● **What you will do**
a - Please copy everything from "You can't assign" down to "updating the writeup." in the forum thread on statistical significance, word for word.
b - In the forum thread on statistical significance, what is the usual gut-reaction rule for statistical significance?

● **Text section**
European roulette has a smaller house edge, and it doesn't take advanced statistics to find a highly imbalanced wheel.

I think it’s pretty important for gamblers that the game is fair so they don’t feel cheated when they lose.

The mechanical rolling and computer vision is impressive, but wish he had noted if the results were statistically significant. Just a final touch to the article. At 100-150 rolls per face, my gut is saying no. I guess I'm going to have to whip up a couple loops in python after work to satisfy my curiosity.

The usual gut reaction for statistical significance is that n*p should be 20, or 20 rolls per face. 100-150 should be statistically significant.

You can't assign significance to a sample size alone.

A sample size of 10 can be significant (if it were 10 1's for example), and a sample size of 100,000 can be not significant, for example if you were to roll 4,953 1's.

i believe the op meant "Statistical power"

Yes, if these graphs had confidence intervals they would be a lot more informative.

As the author -- I agree! I did some preliminary work to make confidence intervals, but didn't get around to updating the writeup.

● **Data extract**
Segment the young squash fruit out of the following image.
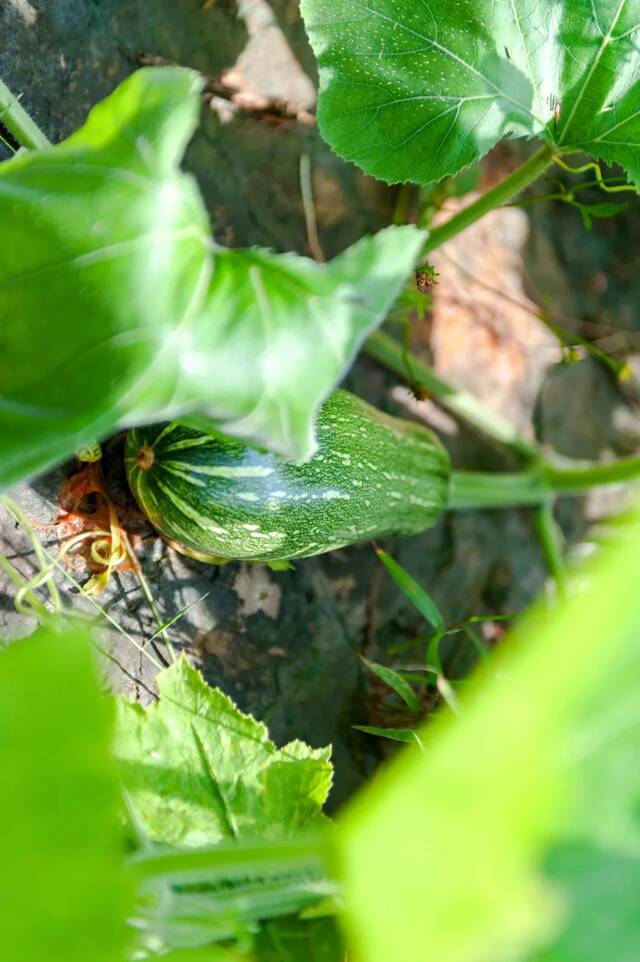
[125,391,449,562]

● **Solved tasks**
a -
You can't assign significance to a sample size alone.

A sample size of 10 can be significant (if it were 10 1's for example), and a sample size of 100,000 can be not significant, for example if you were to roll 4,953 1's.

i believe the op meant "Statistical power"

Yes, if these graphs had confidence intervals they would be a lot more informative.

As the author -- I agree! I did some preliminary work to make confidence intervals, but didn't get around to updating the writeup.

b - n*p should be 20, or 20 rolls per face.